■ **Excerpt to read**
━━━
Wow! You've taken this thing to a whole new level.


----------



## Serge

Looks like a well-rounded theory overall, although, like some previous posters I didn’t buy some of the arguments.

So, if the solution was actually “the circle of friends” with Pi given as a hint, wouldn’t it be logical to suggest that the composer himself was the central theme or character of the piece: he never actually appeared in it and was well known?


----------



## Elgarian

teccomin said:


> After all the negativity in here, all I want to say that, if there is a solution to this enigma, the Pi solution is the most simple and elegant. Elgar wouldn't have gone for a more complex puzzle. The best way to prove a solution wrong is find an alternate solution which makes more sense. Dwelling on one solution will make no progress.


I presume you're referring to my comments when you refer to negativity, but this is a misreading of my intention - which is to provide _constructive_ criticism of the kind that any serious new hypothesis should expect - in this case pointing out the ease with which, in these areas, it's possible to be misled by coincidences that are not as unlikely as we might think at first sight. I've also offered specific suggestions about what kind of further evidence might be sought to make the case stronger. If someone now managed to track down some correspondence of Elgar's referring to Pi at around 1898-ish - well, that would be a real feather in the theory's cap, wouldn't it? That would be a really interesting development, with the theory predicting an interest in pi that further research then actually discovered? So I wish Nimrod 3142 the best of luck in developing his theory, but I'd be dishonest if I pretended that I found it convincing as it stands.

When you say that Elgar wouldn't have gone for a more complex puzzle, I think the facts are against you, on the whole. His little jape called the 'Dorabella cypher' has eluded all attempts to decode it, so far. He loved tricky puzzles, and I don't think we have any good reason for supposing he'd necessarily settle on a simple one.

Incidentally, Nimrod3142 presumably set up this thread specifically in order to invite discussion of his interesting new proposal, and that's why we're 'dwelling' on this one, rather than others.
━━━
■ **The problem**
In the Elgar thread, which puzzle of Elgar's has eluded all attempts to decode it so far?

(Entries from a pointing dataset)
━━━
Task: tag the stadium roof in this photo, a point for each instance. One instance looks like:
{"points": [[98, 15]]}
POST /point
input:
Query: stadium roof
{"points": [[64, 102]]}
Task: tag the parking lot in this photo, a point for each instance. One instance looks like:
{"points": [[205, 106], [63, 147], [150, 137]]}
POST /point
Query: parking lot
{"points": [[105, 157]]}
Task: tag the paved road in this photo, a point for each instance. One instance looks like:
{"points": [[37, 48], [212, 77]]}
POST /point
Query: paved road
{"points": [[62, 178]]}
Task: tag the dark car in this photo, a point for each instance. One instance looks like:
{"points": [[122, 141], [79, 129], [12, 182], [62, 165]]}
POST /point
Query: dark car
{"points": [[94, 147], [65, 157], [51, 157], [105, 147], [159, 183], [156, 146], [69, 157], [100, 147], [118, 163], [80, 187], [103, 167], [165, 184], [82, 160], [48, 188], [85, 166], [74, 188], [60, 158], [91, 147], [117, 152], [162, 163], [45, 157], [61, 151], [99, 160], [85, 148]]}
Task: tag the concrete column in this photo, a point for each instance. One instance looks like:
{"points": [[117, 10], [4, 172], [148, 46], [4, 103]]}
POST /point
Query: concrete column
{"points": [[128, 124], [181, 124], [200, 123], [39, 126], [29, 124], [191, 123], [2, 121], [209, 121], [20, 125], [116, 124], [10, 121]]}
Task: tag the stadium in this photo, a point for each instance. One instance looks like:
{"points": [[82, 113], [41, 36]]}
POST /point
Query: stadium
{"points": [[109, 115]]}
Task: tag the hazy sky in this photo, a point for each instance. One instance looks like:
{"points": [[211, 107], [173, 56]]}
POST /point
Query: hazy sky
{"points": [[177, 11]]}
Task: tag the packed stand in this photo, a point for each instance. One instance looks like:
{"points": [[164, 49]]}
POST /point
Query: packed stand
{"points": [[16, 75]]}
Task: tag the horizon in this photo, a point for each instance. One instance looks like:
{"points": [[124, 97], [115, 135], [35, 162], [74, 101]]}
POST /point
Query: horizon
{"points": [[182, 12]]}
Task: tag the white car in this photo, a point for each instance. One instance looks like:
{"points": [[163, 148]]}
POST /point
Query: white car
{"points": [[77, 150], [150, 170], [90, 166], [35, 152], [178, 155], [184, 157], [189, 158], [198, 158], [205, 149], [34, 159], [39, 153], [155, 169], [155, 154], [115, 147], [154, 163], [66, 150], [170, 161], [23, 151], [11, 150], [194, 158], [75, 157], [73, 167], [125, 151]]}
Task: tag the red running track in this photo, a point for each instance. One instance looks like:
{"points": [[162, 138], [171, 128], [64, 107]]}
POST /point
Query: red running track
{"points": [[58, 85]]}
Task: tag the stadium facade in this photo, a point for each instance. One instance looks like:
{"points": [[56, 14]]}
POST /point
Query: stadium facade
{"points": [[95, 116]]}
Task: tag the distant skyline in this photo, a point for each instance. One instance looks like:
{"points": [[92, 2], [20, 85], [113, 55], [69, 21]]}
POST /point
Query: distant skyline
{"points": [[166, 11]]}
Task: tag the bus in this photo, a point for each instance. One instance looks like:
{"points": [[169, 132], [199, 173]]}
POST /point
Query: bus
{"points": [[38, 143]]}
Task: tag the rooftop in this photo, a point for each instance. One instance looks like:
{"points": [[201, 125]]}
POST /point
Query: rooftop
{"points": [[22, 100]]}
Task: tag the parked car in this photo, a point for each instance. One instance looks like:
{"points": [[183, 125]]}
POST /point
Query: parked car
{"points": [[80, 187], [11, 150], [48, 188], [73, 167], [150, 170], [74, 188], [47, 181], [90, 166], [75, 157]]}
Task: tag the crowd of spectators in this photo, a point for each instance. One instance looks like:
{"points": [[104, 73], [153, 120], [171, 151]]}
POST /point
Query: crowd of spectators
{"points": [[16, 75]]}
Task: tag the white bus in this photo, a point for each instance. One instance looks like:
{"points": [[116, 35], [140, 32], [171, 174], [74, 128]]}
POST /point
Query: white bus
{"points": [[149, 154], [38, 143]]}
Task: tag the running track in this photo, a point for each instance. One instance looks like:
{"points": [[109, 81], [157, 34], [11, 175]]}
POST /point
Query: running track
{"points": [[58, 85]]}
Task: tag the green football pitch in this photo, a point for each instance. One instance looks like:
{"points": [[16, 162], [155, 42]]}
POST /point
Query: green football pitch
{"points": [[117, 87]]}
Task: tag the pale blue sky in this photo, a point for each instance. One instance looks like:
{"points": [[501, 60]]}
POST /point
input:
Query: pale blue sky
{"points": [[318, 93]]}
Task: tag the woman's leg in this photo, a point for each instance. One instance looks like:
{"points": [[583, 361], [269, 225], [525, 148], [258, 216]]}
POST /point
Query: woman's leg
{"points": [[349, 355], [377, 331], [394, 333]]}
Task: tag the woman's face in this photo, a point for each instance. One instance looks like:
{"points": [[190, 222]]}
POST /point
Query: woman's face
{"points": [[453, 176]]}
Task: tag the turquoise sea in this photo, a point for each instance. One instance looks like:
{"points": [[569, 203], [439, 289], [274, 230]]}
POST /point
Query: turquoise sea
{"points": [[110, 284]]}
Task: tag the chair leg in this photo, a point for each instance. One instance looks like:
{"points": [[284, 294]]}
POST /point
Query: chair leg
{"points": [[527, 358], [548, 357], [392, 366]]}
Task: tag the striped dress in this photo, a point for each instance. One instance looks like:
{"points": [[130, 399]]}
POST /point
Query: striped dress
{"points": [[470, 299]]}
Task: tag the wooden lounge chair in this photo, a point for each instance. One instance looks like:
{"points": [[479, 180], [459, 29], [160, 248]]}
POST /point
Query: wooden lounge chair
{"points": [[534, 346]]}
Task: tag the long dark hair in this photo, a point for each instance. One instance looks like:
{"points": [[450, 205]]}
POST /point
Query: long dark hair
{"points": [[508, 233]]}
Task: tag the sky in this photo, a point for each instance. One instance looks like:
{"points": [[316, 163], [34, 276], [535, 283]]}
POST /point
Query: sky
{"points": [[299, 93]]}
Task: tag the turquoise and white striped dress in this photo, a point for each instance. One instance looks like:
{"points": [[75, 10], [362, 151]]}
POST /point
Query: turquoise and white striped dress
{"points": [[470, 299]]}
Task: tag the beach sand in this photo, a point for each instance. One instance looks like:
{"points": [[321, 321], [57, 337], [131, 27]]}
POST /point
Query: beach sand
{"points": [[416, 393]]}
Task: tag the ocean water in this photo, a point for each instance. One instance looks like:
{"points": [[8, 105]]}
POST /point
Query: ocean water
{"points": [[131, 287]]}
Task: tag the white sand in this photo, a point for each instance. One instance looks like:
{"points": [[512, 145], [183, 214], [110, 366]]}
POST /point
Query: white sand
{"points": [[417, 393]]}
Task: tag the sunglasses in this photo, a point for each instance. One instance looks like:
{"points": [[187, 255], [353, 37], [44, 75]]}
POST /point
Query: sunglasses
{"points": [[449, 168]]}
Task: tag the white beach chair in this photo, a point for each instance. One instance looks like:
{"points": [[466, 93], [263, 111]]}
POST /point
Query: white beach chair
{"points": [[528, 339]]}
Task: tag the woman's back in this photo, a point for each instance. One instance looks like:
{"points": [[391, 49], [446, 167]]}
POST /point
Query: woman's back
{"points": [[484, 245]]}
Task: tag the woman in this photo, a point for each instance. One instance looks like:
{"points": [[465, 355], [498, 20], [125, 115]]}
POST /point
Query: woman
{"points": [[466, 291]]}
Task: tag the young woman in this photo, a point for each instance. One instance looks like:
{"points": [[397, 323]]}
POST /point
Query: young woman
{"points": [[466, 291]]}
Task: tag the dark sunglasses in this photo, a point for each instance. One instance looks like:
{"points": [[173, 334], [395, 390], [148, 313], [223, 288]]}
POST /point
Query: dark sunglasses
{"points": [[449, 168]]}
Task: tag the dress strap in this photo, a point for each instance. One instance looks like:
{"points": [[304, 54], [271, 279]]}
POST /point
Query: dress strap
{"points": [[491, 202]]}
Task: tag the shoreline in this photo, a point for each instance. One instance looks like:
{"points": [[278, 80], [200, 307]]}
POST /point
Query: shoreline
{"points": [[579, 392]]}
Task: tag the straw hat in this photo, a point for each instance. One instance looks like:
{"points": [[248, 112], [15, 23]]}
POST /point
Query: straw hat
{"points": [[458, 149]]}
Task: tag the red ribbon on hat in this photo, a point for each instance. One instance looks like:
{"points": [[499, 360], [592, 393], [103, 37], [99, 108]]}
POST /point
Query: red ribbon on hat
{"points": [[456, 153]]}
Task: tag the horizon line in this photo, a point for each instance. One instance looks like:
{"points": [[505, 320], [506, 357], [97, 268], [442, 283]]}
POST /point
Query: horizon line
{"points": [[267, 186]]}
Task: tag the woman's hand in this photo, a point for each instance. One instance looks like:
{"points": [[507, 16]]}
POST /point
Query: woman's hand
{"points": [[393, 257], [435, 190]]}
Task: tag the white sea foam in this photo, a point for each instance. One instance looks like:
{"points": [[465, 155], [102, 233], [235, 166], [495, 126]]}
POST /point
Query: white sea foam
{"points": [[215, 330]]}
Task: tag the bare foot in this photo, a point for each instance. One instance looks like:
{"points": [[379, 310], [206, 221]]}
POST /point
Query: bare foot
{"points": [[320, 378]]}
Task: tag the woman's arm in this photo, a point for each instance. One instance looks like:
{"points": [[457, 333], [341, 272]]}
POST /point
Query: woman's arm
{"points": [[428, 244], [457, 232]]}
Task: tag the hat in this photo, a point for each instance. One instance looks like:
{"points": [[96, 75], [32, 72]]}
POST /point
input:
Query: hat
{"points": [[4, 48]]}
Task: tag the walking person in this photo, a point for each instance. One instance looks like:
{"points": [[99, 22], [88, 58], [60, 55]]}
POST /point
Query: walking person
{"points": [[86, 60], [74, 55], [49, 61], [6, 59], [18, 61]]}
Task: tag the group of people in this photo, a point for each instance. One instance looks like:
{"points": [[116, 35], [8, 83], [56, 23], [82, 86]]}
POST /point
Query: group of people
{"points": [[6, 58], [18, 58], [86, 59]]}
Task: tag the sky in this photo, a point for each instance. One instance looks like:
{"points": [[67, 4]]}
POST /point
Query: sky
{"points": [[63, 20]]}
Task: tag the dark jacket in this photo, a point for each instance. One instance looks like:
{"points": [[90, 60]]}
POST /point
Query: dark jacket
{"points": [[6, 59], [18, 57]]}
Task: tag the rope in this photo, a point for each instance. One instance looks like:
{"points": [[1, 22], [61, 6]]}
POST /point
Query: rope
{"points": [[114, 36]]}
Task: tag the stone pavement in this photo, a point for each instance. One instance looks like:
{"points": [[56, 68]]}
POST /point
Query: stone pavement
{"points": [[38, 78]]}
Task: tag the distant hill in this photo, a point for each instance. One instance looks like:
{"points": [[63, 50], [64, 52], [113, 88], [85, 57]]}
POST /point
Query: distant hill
━━━
■ **The solution**
The 'Dorabella cypher'.